*TAREFAS DO EXERCÍCIO*
A - No texto sobre o relatório da liberdade religiosa, o que determina que um país seja classificado como local de perseguição e não de discriminação? Responda em uma a três frases.
B - Segundo o texto sobre o relatório da liberdade religiosa, em que ano foi publicado pela primeira vez esse relatório?
C - Dê seguimento ao texto sobre o relatório da liberdade religiosa a partir da última frase apresentada.

*TEXTO DA PÁGINA*
▼▼▼
Rezar é um direito, não um privilégio
22 outubro, 2025
Fundação AIS lança Relatório sobre Liberdade Religiosa no Mundo
O continente africano é uma das regiões do globo onde é mais acentuado o extremismo religioso. Isto afecta já vários países, como é o caso, por exemplo, do Burquina Fasso, diz Marta Petrosillo, editora-chefe do Relatório sobre a Liberdade Religiosa no Mundo, que a Fundação AIS vai publicar, a nível internacional, no próximo dia 21 de outubro. A apresentação do documento, em Lisboa, por Nuno Rogeiro, vai acontecer no Centro Nacional de Cultura, ao Chiado.
O Relatório sobre a Liberdade Religiosa do Mundo, que a Fundação AIS publica de dois em dois anos, foi lançado dia 21 de outubro, em Lisboa, tal como nas principais capitais europeias. Marta Petrosillo é a editora-chefe de uma vasta equipa de especialistas que preparou o relatório que permite avaliar o estado do mundo no que diz respeito a esta liberdade que está consignada na Declaração Universal dos Direitos Humanos. Publicado pela primeira vez em 1999, o Relatório sobre a Liberdade Religiosa no Mundo foi-se afirmando ao longo do tempo e hoje, diz Petrosillo, é “o único relatório global produzido por uma organização não-governamental que documenta a situação da liberdade religiosa em todos os países do mundo”. Mas quais são os critérios que foram usados para a avaliação da situação em cada país, de forma a se poder concluir, por exemplo, que existe discriminação ou perseguição religiosa? Marta explica que este é um trabalho complexo, meticuloso e que envolve a colaboração de muitas pessoas. “O relatório abrange 196 países, com contributos de especialistas, académicos e jornalistas que documentam restrições e violações da liberdade religiosa. Estas podem resultar tanto do enquadramento legal como de incidentes de violência ou repressão. Com base na gravidade destas violações, os países são classificados como locais de discriminação ou de perseguição. Por exemplo, países onde grupos religiosos enfrentam, entre outras formas de abuso, assassinato, deportação, rapto, conversão forçada, casamento forçado ou acusações de blasfémia, são classificados como países de perseguição. Em contrapartida, países onde ocorrem limitações, como a imposição de uma religião oficial, são considerados países de discriminação”, explica.
▲▲▲
*MATERIAL EXTRAÍDO*
▼▼▼
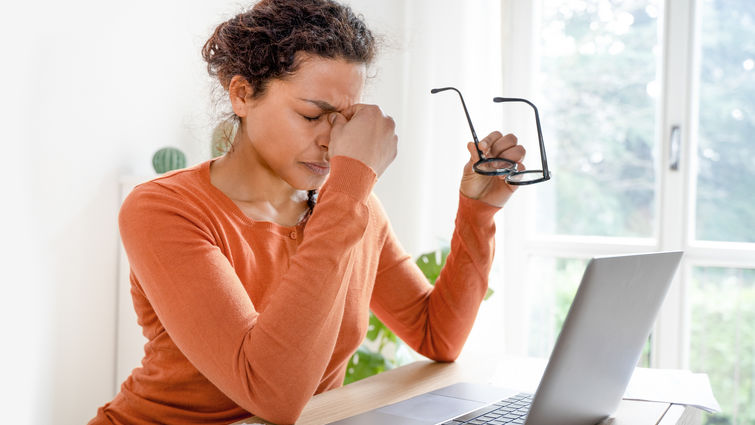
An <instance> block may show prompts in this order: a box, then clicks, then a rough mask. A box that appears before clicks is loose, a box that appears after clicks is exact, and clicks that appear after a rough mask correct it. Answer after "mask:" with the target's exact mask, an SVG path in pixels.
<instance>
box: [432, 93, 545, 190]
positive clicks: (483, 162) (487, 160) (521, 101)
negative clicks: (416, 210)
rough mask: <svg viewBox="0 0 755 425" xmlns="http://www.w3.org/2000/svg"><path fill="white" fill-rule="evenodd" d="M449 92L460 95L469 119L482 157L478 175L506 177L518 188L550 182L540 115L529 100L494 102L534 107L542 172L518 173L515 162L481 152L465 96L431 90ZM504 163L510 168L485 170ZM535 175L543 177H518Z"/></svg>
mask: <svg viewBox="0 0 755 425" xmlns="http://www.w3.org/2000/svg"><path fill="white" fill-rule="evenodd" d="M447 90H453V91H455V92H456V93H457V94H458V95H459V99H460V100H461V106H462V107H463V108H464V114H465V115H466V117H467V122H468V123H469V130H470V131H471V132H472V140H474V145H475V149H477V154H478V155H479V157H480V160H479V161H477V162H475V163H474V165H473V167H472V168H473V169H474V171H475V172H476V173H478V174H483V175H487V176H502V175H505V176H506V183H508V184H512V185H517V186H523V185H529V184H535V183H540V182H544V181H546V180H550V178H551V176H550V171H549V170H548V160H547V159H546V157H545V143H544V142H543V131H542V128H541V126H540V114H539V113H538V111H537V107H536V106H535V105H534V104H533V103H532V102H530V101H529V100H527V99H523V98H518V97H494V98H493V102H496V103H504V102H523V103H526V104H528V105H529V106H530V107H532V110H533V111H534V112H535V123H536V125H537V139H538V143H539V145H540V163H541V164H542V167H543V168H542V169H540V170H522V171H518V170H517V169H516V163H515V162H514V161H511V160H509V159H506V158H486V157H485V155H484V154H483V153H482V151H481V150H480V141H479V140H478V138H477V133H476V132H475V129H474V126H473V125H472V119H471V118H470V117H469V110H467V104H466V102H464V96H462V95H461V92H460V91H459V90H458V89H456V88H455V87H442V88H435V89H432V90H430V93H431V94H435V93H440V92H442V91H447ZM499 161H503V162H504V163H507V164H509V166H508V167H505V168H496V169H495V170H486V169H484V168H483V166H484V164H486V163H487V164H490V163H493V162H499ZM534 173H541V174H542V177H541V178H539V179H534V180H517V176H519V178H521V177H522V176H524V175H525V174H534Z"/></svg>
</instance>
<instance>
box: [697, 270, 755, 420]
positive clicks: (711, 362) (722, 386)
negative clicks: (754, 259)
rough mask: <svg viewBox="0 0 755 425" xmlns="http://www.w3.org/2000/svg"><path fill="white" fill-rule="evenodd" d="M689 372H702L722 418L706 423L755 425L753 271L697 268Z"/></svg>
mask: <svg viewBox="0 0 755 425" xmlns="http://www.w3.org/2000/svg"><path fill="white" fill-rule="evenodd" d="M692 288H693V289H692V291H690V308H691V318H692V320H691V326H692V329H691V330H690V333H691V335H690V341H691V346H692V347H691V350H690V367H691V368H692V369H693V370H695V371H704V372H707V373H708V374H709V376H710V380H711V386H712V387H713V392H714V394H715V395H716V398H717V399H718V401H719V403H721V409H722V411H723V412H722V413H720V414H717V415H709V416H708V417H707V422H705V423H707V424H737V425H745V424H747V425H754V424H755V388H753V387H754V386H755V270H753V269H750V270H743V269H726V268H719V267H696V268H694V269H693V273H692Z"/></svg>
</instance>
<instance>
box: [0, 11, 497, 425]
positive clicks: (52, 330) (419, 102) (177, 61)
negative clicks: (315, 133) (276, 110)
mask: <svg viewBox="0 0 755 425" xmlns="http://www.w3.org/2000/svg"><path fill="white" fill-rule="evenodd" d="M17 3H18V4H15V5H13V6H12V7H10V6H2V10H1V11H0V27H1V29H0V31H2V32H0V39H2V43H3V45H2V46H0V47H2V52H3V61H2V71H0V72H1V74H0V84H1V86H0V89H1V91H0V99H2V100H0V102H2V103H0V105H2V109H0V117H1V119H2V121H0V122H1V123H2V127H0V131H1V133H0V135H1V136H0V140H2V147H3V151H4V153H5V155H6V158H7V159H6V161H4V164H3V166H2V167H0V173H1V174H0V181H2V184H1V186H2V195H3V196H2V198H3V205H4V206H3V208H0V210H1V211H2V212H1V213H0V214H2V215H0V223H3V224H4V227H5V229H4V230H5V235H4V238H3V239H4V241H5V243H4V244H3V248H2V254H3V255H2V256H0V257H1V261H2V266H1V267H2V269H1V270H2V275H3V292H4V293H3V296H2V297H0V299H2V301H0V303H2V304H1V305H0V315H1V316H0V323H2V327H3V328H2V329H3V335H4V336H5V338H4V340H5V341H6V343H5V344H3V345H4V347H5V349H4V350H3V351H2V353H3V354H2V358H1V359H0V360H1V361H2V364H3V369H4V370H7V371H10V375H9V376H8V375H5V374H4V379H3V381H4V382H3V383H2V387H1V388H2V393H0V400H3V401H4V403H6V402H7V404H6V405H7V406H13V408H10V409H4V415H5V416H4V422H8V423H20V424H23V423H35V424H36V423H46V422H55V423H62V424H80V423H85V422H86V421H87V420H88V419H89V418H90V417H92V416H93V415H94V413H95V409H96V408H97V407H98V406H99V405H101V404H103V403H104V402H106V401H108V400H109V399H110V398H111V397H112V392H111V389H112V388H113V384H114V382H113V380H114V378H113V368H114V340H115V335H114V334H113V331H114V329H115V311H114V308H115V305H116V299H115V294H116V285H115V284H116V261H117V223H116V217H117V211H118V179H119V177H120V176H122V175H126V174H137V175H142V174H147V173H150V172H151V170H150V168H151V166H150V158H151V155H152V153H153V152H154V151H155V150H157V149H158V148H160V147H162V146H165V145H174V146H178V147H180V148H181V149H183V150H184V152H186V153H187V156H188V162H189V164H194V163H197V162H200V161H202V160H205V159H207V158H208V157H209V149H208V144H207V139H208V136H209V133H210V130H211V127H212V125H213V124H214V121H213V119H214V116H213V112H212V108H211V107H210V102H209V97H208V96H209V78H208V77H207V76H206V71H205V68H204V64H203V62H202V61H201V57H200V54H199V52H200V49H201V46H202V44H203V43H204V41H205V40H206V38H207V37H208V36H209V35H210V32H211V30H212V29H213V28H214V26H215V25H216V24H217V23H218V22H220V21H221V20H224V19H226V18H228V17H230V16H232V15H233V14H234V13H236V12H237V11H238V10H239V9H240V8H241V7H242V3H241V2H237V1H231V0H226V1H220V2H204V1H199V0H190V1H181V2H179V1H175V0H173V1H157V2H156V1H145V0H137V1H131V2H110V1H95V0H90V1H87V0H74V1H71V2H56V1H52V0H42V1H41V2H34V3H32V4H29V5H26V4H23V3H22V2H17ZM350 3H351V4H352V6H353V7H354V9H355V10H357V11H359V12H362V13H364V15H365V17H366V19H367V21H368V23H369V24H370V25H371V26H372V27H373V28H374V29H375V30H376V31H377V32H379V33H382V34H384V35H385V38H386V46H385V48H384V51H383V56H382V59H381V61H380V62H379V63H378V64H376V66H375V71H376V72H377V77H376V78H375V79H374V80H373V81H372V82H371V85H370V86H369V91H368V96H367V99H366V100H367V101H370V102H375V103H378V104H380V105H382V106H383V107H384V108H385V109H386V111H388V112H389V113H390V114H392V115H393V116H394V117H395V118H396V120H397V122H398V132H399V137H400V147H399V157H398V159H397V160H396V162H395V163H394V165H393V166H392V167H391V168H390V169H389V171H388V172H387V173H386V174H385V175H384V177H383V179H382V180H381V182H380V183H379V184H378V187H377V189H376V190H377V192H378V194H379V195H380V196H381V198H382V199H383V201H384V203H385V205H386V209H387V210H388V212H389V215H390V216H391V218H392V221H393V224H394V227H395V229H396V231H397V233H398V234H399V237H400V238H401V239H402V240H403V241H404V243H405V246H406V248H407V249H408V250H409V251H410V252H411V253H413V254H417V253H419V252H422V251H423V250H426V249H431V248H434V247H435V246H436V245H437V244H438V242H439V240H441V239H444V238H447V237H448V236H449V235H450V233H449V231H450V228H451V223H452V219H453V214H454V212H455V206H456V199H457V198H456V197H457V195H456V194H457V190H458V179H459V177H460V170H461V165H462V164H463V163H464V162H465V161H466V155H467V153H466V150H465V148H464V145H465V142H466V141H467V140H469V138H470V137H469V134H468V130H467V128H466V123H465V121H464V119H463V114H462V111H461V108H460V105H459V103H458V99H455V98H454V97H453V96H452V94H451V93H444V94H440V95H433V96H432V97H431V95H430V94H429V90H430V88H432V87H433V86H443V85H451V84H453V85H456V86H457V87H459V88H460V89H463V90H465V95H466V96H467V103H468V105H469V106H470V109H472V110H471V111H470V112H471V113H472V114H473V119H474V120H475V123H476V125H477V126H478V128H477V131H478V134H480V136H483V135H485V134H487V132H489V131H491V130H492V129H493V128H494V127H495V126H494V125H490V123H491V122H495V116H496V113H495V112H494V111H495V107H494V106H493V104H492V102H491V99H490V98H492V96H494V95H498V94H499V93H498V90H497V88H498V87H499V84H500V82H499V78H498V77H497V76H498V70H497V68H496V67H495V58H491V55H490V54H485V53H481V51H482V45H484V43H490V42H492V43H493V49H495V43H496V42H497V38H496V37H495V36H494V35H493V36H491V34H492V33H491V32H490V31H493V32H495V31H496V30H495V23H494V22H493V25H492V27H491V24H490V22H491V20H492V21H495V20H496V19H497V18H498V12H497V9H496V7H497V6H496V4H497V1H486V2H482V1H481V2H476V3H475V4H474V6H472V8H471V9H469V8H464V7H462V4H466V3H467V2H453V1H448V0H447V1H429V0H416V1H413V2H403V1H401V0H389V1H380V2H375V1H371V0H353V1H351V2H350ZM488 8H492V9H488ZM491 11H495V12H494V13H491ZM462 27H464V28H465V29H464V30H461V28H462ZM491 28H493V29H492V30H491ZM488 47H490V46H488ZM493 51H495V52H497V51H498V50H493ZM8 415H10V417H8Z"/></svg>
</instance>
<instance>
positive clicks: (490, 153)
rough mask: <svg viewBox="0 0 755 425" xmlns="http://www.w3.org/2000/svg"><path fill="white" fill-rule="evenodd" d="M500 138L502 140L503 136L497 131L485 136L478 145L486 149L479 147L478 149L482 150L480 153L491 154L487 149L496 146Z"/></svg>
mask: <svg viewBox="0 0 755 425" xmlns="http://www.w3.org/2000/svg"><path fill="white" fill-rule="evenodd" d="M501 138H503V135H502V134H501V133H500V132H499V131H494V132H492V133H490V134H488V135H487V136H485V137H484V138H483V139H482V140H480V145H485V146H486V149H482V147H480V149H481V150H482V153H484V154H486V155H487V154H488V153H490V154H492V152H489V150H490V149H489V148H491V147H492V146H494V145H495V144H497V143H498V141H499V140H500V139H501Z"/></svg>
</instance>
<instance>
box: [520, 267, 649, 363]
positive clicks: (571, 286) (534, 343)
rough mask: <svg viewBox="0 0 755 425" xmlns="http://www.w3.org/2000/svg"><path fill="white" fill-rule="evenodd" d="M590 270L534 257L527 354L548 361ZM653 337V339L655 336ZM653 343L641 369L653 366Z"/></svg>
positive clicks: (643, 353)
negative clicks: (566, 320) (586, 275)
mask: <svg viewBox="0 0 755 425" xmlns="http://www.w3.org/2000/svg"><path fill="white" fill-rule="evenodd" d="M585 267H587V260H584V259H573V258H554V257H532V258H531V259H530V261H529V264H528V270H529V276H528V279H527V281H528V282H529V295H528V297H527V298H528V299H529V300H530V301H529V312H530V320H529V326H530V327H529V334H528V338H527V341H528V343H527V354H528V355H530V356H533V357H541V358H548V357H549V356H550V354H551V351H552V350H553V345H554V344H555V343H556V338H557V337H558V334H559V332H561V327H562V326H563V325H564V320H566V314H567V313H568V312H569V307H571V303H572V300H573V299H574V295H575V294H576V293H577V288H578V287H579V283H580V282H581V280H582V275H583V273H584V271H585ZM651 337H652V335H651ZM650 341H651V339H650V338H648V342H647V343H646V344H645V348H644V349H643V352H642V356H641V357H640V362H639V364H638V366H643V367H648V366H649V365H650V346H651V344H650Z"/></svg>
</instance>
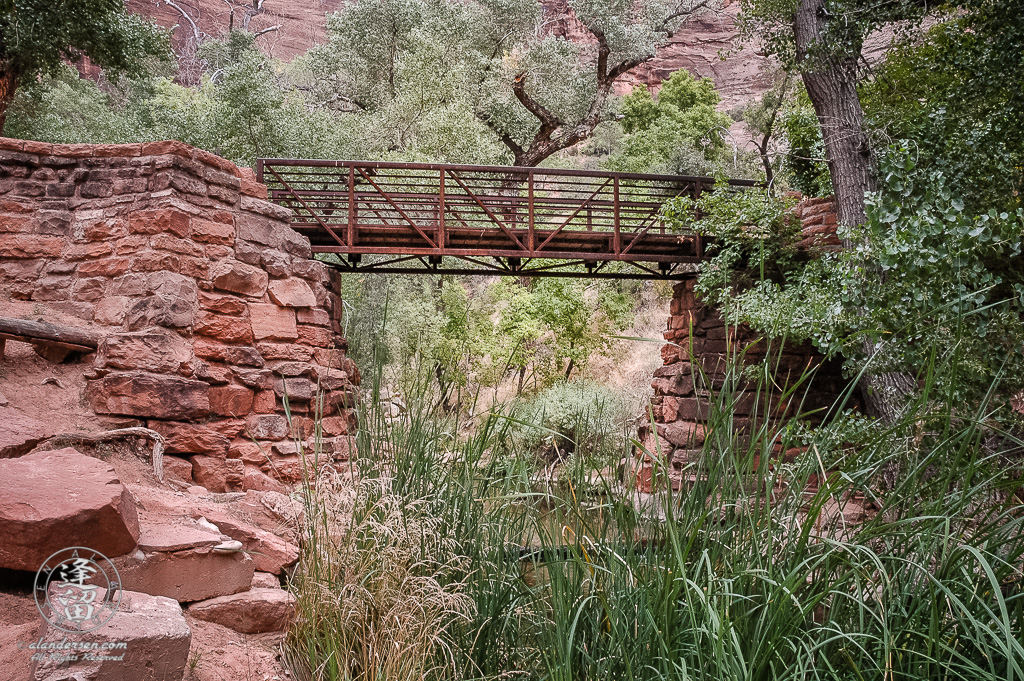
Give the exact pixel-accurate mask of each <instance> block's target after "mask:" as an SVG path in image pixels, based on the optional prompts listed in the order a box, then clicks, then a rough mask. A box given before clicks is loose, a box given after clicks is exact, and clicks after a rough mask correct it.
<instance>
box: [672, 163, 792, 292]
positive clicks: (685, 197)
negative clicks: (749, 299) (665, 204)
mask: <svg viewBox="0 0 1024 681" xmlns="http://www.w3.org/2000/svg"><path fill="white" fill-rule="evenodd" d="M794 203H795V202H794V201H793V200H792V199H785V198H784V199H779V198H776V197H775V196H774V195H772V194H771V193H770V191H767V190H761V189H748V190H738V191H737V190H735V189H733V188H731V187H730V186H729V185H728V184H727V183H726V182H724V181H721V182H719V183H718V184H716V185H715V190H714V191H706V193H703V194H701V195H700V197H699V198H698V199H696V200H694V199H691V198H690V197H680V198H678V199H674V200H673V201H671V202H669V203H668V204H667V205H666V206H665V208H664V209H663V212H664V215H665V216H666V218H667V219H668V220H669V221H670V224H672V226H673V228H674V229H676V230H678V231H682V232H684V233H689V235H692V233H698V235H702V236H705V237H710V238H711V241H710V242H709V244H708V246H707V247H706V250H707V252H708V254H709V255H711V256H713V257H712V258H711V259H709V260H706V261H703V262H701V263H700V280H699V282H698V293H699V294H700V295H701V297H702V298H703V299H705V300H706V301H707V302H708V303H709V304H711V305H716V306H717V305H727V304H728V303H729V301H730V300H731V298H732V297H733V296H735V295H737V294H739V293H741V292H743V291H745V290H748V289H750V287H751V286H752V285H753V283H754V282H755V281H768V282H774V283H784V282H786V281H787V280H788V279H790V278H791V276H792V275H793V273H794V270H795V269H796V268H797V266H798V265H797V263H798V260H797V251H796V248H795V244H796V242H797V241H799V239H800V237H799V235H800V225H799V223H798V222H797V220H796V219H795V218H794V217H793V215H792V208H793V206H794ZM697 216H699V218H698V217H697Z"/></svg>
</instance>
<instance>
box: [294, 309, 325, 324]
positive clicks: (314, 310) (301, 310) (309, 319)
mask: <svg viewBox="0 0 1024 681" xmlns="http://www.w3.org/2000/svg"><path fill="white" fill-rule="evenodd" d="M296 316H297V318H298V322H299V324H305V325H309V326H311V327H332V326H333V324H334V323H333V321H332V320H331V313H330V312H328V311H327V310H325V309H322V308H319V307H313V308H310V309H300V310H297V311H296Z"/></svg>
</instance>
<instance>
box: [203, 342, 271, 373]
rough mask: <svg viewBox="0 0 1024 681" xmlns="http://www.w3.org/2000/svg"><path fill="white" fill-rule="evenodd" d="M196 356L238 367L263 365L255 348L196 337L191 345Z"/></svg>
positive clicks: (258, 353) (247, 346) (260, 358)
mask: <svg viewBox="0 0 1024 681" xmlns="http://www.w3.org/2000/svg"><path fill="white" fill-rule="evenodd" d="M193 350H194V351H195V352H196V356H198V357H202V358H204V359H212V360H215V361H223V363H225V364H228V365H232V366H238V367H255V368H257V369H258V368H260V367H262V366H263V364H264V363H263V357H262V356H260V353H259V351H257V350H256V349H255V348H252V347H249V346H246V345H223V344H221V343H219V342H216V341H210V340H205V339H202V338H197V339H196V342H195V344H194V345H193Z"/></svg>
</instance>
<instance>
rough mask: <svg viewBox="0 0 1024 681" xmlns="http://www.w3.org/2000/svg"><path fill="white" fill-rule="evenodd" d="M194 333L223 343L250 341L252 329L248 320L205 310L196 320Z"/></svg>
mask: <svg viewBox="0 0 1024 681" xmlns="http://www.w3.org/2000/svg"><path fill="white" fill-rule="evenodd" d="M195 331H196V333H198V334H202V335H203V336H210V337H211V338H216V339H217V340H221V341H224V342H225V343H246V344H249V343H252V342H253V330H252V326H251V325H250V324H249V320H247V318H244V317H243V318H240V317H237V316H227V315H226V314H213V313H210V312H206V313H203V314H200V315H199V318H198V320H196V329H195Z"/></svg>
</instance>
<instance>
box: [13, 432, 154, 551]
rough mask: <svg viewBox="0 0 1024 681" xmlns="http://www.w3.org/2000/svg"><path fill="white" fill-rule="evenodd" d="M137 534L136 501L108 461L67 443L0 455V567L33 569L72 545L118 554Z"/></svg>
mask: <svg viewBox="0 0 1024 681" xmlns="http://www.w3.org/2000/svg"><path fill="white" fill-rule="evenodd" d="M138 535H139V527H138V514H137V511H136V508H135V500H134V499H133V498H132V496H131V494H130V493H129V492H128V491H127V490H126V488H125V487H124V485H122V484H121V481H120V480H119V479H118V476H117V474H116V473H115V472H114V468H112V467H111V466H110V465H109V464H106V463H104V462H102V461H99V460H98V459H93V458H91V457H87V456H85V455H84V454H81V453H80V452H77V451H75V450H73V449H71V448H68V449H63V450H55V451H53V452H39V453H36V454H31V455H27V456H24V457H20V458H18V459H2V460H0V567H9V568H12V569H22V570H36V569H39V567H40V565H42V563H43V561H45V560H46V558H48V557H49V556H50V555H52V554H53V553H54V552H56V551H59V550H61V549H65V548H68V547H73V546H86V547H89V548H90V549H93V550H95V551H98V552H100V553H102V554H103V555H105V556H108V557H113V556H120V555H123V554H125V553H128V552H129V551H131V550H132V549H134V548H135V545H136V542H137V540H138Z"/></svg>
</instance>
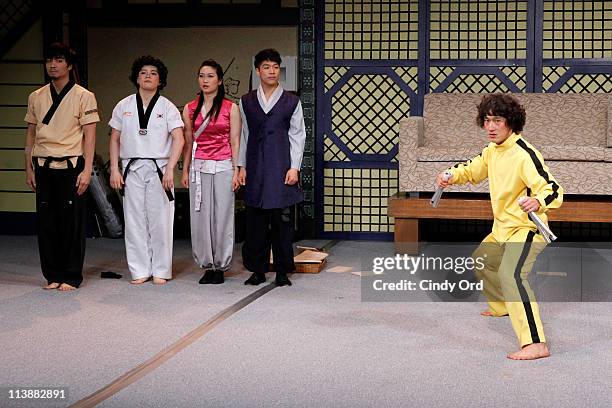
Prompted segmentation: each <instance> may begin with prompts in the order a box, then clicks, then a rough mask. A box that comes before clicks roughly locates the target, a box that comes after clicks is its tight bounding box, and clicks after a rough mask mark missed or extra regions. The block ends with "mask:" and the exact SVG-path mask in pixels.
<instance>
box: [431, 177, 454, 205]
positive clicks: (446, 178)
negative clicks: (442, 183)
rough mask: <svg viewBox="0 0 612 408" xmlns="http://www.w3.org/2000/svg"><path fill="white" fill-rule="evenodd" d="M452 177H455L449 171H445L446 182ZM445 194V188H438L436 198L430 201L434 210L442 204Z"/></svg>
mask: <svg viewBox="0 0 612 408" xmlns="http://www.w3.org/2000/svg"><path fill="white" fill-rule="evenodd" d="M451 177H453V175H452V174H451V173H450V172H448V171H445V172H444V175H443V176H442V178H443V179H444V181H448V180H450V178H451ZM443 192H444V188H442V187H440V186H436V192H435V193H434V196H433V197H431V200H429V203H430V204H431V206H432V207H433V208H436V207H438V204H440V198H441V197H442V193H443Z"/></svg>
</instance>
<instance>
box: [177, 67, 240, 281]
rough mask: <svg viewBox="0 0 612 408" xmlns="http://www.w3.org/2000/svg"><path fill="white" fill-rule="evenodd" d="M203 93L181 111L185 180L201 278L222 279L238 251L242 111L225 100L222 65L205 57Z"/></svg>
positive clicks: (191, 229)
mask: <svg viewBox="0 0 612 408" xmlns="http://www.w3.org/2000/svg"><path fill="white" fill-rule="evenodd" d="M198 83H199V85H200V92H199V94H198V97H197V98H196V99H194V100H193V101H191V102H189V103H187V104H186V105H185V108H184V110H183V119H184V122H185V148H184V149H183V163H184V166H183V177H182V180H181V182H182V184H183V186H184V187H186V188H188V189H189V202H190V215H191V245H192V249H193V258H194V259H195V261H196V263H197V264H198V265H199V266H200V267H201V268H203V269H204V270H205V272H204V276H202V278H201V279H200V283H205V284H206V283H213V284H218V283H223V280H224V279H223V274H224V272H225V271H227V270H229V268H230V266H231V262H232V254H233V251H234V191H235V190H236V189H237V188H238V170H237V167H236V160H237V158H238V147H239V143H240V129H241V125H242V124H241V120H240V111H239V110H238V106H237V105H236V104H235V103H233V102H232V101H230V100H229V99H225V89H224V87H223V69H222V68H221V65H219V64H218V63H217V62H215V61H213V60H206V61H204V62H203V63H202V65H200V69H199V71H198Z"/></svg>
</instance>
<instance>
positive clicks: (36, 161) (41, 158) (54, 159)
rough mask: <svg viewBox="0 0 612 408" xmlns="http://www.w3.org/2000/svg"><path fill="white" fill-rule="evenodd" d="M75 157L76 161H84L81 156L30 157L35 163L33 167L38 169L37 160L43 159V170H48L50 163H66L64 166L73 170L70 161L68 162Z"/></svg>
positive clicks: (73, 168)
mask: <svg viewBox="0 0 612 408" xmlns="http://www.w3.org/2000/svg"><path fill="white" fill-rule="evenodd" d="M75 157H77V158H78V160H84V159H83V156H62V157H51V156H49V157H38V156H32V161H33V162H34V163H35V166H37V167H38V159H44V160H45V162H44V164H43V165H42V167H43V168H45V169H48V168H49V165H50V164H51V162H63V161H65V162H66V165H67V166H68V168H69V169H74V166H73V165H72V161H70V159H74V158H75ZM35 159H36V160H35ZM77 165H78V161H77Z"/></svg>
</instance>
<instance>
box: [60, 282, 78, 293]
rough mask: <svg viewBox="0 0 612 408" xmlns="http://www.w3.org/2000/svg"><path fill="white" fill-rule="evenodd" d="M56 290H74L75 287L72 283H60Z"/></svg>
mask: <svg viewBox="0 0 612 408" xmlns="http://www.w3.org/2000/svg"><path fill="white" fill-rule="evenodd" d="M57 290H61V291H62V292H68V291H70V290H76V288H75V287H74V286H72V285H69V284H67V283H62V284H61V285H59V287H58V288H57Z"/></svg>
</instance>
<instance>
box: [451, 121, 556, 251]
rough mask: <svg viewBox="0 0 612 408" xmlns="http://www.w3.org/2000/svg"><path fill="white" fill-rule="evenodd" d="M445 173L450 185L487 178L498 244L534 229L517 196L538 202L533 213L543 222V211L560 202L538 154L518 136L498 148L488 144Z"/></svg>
▲▲▲
*RESPOSTAS*
A - A classificação depende da gravidade das violações. Países onde grupos religiosos enfrentam, entre outros abusos, assassinato, deportação, rapto, conversão forçada, casamento forçado ou acusações de blasfémia são considerados de perseguição. Já aqueles onde ocorrem limitações, como a imposição de uma religião oficial, são considerados de discriminação.

B - Em 1999.

C -
Extremismo religioso em África
Apesar do embargo para a divulgação do Relatório, até ao dia 21 de Outubro, Marta Petrosillo adianta alguns aspectos do que se poderá ler nas suas conclusões principais. Nomeadamente no que diz respeito às regiões onde o extremismo religioso está mais activo. “Tal como nas edições anteriores, esta também documentará as diferentes formas de perseguição religiosa que ocorrem em várias regiões do mundo: extremismo religioso, autoritarismo e nacionalismo étnico-religioso. África é claramente uma das regiões mais afectadas pelo extremismo religioso, especialmente em países como o Burquina Fasso”, explica a editora chefe do Relatório. “Embora o extremismo afecte igualmente o Médio Oriente e partes da Ásia, onde a perseguição é motivada por autoritarismo — como na Coreia do Norte — e por nacionalismo étnico-religioso, como no caso da Índia. Mesmo na América Latina, assistimos cada vez mais a casos de perseguição religiosa, como na Nicarágua”, acrescenta.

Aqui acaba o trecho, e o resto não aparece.